***** Material shown *****

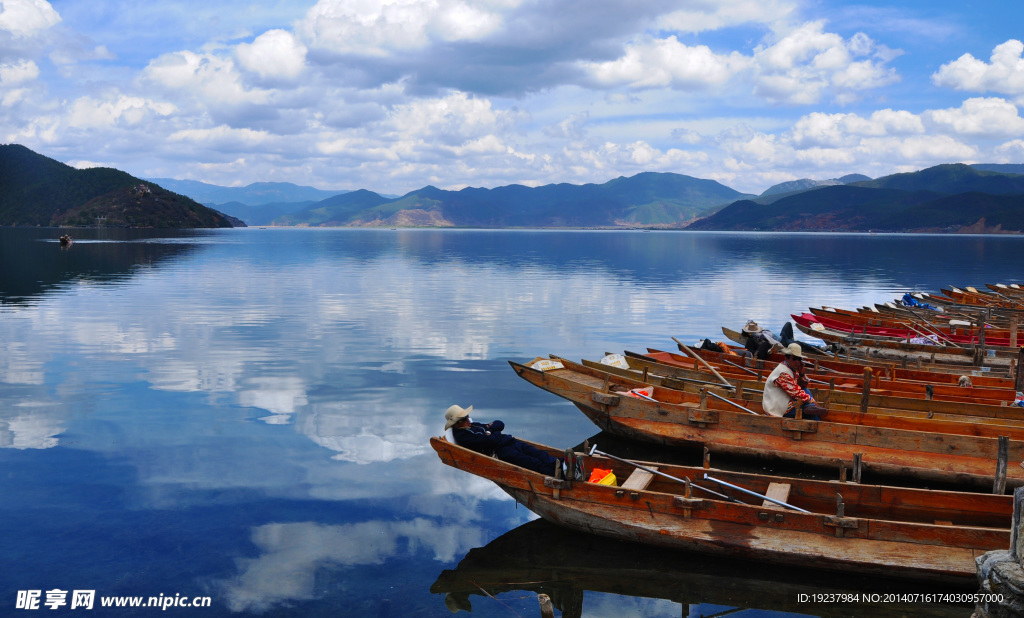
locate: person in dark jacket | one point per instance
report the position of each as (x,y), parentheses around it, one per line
(489,440)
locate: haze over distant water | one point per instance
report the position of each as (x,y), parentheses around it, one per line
(244,413)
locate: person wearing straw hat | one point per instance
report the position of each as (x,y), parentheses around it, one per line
(489,440)
(785,390)
(760,342)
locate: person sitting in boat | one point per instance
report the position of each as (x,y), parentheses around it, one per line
(785,390)
(489,440)
(759,341)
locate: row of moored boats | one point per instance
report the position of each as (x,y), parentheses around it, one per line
(924,400)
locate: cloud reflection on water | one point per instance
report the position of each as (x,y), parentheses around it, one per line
(291,556)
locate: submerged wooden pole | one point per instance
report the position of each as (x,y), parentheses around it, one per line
(999,486)
(547,610)
(866,393)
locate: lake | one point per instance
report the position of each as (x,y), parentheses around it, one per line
(244,414)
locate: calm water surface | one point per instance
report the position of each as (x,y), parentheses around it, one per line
(245,414)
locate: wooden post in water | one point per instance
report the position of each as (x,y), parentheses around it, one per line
(1019,380)
(547,610)
(999,486)
(981,340)
(866,393)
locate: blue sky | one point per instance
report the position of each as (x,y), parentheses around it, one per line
(391,95)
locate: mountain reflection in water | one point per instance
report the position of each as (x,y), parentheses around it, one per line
(245,413)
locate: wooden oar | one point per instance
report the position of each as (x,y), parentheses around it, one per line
(662,474)
(760,495)
(686,349)
(733,403)
(753,372)
(946,342)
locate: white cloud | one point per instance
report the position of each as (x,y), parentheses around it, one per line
(204,76)
(275,53)
(27,17)
(1004,74)
(12,74)
(992,118)
(93,114)
(1011,151)
(801,67)
(835,130)
(705,15)
(379,28)
(667,62)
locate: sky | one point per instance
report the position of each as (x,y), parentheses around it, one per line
(392,95)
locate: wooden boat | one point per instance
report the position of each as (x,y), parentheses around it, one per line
(996,358)
(647,367)
(958,330)
(1013,290)
(996,338)
(971,296)
(930,449)
(542,558)
(852,359)
(868,528)
(823,377)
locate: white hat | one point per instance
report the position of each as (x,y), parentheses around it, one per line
(454,414)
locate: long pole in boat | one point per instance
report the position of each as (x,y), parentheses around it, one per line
(748,491)
(686,349)
(662,474)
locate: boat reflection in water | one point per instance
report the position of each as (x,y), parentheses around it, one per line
(542,558)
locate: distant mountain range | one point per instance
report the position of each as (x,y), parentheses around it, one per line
(955,197)
(40,191)
(952,197)
(645,200)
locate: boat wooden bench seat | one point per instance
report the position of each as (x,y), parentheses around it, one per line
(778,491)
(638,480)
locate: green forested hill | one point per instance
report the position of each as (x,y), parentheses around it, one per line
(942,199)
(645,200)
(38,190)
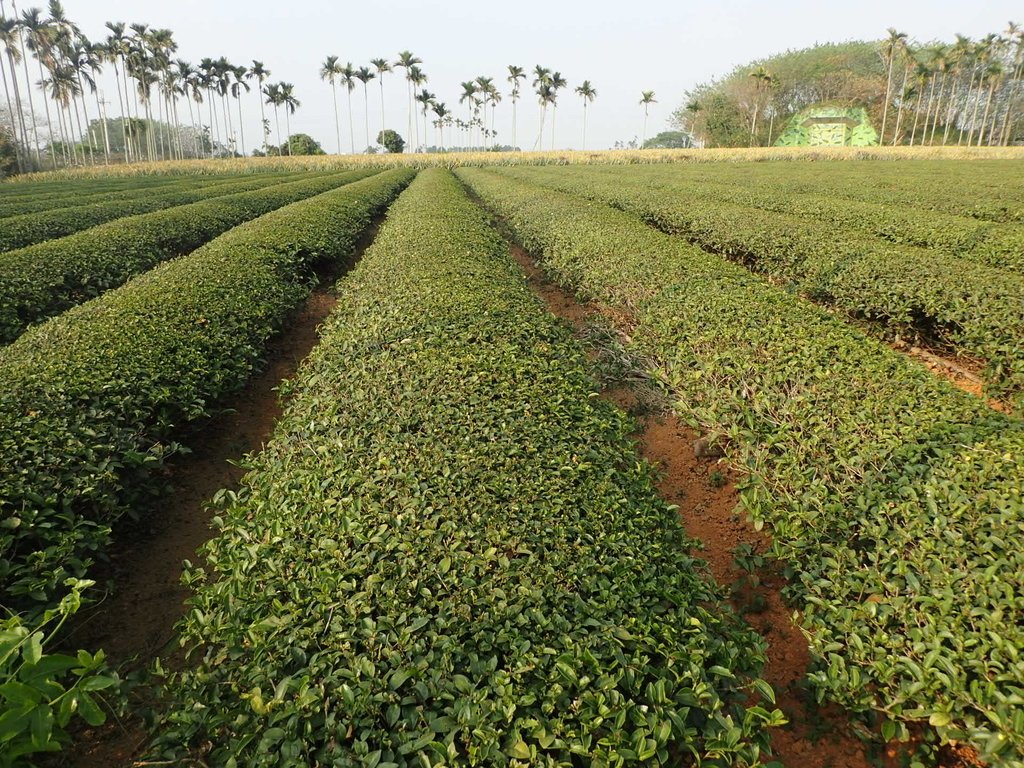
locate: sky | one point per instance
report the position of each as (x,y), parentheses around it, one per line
(667,46)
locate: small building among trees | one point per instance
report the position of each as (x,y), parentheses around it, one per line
(829,126)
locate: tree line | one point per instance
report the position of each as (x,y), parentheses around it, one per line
(47,55)
(478,95)
(169,109)
(965,92)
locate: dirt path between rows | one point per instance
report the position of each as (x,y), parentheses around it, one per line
(136,623)
(704,488)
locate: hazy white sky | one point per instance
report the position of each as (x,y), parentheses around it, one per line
(622,48)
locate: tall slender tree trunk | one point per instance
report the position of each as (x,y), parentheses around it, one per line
(916,114)
(263,128)
(32,107)
(416,122)
(213,123)
(192,123)
(513,122)
(409,84)
(25,150)
(382,102)
(899,111)
(1011,99)
(85,112)
(951,109)
(337,122)
(13,124)
(107,136)
(366,112)
(540,133)
(938,109)
(962,115)
(351,132)
(242,129)
(124,119)
(988,104)
(81,133)
(230,123)
(889,88)
(276,119)
(974,115)
(928,110)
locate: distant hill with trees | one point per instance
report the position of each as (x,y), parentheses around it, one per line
(964,92)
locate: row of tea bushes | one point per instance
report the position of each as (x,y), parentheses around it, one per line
(894,498)
(92,400)
(44,280)
(50,223)
(449,554)
(975,309)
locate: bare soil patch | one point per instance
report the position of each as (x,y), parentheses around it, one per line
(704,488)
(135,624)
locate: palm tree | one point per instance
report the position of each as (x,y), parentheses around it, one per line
(38,38)
(418,78)
(261,74)
(209,80)
(906,54)
(542,86)
(469,94)
(364,75)
(982,56)
(188,77)
(330,71)
(347,76)
(993,75)
(957,54)
(892,44)
(646,99)
(241,76)
(225,77)
(589,93)
(483,88)
(495,96)
(291,103)
(274,98)
(85,61)
(923,72)
(441,111)
(116,49)
(8,38)
(1016,36)
(407,60)
(557,83)
(382,66)
(515,75)
(426,98)
(761,80)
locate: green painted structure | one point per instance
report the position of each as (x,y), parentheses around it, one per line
(829,126)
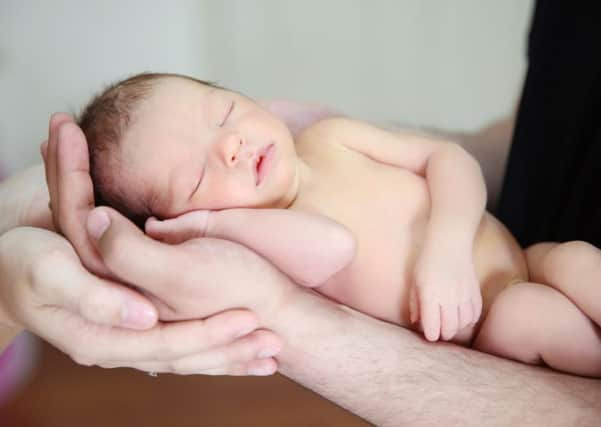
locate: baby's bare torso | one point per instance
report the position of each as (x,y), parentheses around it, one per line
(387,209)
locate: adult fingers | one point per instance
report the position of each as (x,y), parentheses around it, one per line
(449,321)
(131,255)
(465,314)
(180,229)
(95,345)
(245,356)
(50,159)
(431,317)
(58,280)
(76,193)
(413,306)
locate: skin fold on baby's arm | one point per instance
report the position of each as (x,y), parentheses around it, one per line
(308,248)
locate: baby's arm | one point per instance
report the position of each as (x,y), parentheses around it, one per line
(309,248)
(446,288)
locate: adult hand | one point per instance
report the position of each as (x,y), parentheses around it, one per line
(71,193)
(45,289)
(70,186)
(196,278)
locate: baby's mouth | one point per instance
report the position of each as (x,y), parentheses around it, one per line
(263,163)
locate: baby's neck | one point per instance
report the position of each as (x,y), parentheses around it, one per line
(302,176)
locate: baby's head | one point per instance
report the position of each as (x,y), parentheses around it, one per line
(165,144)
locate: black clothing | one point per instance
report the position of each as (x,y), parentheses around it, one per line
(552,187)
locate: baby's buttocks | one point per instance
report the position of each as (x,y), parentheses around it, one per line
(498,259)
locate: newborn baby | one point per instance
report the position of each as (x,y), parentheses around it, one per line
(390,224)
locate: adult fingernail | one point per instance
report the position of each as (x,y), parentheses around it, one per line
(268,352)
(98,222)
(261,371)
(137,316)
(245,330)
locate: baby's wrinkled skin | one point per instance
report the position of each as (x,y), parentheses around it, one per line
(391,225)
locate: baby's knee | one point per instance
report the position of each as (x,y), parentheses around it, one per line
(514,325)
(567,259)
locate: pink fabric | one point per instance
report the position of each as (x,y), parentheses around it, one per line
(16,363)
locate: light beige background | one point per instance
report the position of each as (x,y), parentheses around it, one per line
(454,65)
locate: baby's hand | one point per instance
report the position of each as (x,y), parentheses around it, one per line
(177,230)
(445,295)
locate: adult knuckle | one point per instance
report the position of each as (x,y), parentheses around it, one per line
(82,358)
(45,266)
(167,348)
(96,309)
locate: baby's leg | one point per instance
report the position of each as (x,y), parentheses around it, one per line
(536,324)
(573,268)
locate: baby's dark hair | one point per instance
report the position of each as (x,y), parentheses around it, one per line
(104,121)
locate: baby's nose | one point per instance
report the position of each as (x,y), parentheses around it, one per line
(232,149)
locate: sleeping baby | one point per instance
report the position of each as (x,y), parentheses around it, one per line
(391,224)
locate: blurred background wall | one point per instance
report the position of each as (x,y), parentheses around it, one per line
(450,65)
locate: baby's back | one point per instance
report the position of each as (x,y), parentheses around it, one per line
(387,208)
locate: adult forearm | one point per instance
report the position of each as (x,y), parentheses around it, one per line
(390,376)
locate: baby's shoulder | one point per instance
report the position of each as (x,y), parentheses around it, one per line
(330,131)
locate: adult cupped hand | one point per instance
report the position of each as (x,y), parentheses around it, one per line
(218,347)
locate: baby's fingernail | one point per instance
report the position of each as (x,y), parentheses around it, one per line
(137,316)
(97,223)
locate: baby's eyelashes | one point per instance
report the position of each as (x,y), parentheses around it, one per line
(228,113)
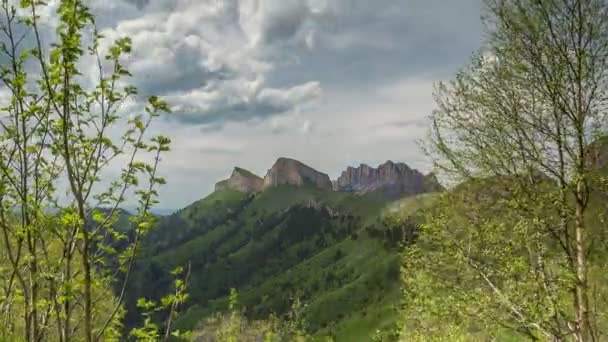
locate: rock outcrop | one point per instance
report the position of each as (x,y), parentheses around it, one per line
(287,171)
(394,180)
(241,180)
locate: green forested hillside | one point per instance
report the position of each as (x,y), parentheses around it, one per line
(330,249)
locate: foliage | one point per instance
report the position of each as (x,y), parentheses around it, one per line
(282,241)
(61,131)
(511,252)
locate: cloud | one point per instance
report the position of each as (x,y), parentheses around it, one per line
(210,60)
(330,82)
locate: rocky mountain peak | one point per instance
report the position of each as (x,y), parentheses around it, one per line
(286,171)
(393,180)
(241,180)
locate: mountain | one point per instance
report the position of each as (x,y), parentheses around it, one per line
(393,180)
(293,236)
(241,180)
(287,171)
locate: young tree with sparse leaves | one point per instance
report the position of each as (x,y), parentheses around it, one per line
(61,131)
(519,247)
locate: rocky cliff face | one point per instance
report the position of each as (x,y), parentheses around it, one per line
(287,171)
(241,180)
(393,180)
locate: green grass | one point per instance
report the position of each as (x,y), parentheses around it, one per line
(281,242)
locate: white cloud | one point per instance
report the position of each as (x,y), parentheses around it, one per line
(329,82)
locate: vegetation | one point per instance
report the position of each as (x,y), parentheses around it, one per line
(513,251)
(282,242)
(57,140)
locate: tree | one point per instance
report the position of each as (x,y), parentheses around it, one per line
(523,119)
(60,135)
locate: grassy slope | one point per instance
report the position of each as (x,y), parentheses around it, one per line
(350,286)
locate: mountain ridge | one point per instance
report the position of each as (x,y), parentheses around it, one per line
(390,179)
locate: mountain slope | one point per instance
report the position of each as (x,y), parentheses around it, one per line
(393,180)
(282,242)
(296,236)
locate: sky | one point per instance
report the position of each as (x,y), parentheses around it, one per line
(332,83)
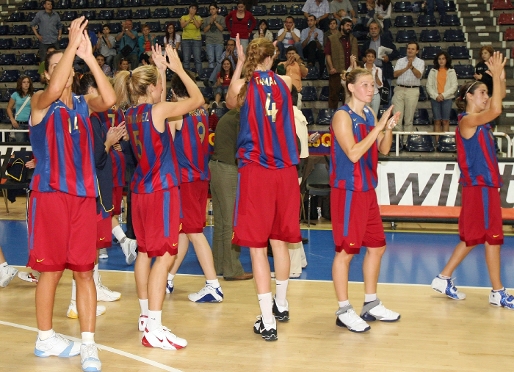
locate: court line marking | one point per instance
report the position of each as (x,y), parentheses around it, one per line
(102,347)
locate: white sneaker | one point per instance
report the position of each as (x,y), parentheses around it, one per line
(129,246)
(163,338)
(89,358)
(347,317)
(374,310)
(31,277)
(57,345)
(105,294)
(207,294)
(7,273)
(74,314)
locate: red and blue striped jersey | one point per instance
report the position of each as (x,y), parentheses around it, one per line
(157,167)
(477,158)
(361,175)
(192,145)
(268,134)
(63,147)
(113,118)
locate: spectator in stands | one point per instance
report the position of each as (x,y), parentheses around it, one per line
(106,45)
(242,22)
(337,5)
(408,73)
(376,40)
(441,87)
(213,30)
(129,49)
(320,9)
(191,24)
(171,37)
(312,45)
(289,36)
(295,69)
(481,68)
(262,31)
(338,50)
(145,41)
(20,101)
(47,27)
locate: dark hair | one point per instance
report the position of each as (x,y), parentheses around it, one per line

*****

Work instruction
Exact repetition is the task: every line from the start of the data to the line with "locate: cloud reflection", inclusive, and none after it, pictures omitted.

Finished exercise
locate: person in dark jacket | one point per instance
report the position of each as (x,y), parentheses around it, one per line
(489,440)
locate: haze over distant water | one point per instance
report the position of each as (x,y), parentheses around it, one per line
(244,413)
locate: person wearing straw hat | one point per instance
report the position of each as (x,y), parentheses around it, one per line
(489,440)
(785,390)
(760,342)
locate: person sitting in boat | one point per instance
report the position of each as (x,y), parentheses around it, one per line
(785,390)
(489,440)
(759,341)
locate: row of moored boats | one point per instance
report the position of each as (x,y), parentheses around it, one per line
(924,400)
locate: cloud reflection on water | one point per instance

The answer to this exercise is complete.